**TEXT BLOCK:**

━━━━━━━━━━━━━━━━━━━━━━━━━━━━━━

# Resources: Ounce of prevention



## Donutz (May 12, 2010)

Interesting that the terrain-park injuries tend to be upper-extremity (ARM to the rest of us). I would have thought back, butt, and upper leg.


----------



## killclimbz (Aug 10, 2007)

Generally speaking in snowboarding, the upper body has more injuries than the lower body. Just the opposite for skiing. Of course if you do it just right, you can wreck just about anything with either sport...


----------



## HoboMaster (May 16, 2010)

Interesting, I don't know if I've ever hurt any of my upper body, it's always my ass and hips. It must help to have the physique of a short, stocky german mountaineer :laugh:.


----------



## Donutz (May 12, 2010)

Speaking of which, anyone normally use armor clothing like spine protectors, tailbone protectors, hip pads, etc? think it's worth getting?


----------



## picturethis (Dec 7, 2009)

Just tape some foam to your ***  Its what I do but just make sure it doesnt compress to fast.


----------



## MunkySpunk (Jan 7, 2009)

I use a helmet, Demon Shield hardtail shorts, and Burton impact gloves for the wrists.


----------



## HoboMaster (May 16, 2010)

A helmet is always a good idea. I hardly ever take bad falls, but the times I have it's usually involved a backward headplant, which having a helmet on has removed alott of unnecessary pain.

I think if your hitting the park, jumps, and other high probability of an injury stuff wearing pads might be a good idea as well. My biggest thing is the shortness of my recovery, I want the downtime to be as little as possible. Nothing like a serious injury to kill your entire season.

━━━━━━━━━━━━━━━━━━━━━━━━━━━━━━

**DATA EXTRACT:**
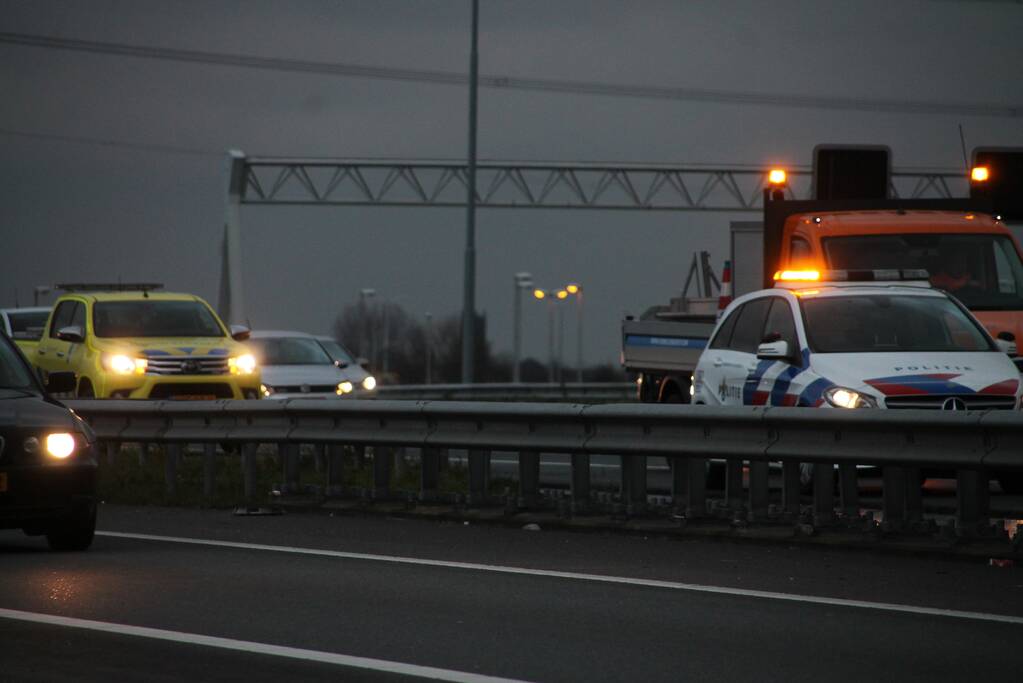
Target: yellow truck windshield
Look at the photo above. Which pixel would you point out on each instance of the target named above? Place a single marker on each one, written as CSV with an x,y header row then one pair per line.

━━━━━━━━━━━━━━━━━━━━━━━━━━━━━━

**GIVEN PROBLEM:**
In the forum thread about snowboarding injuries, what does MunkySpunk wear to protect the wrists?

**OUTPUT OF THE EXERCISE:**
Burton impact gloves.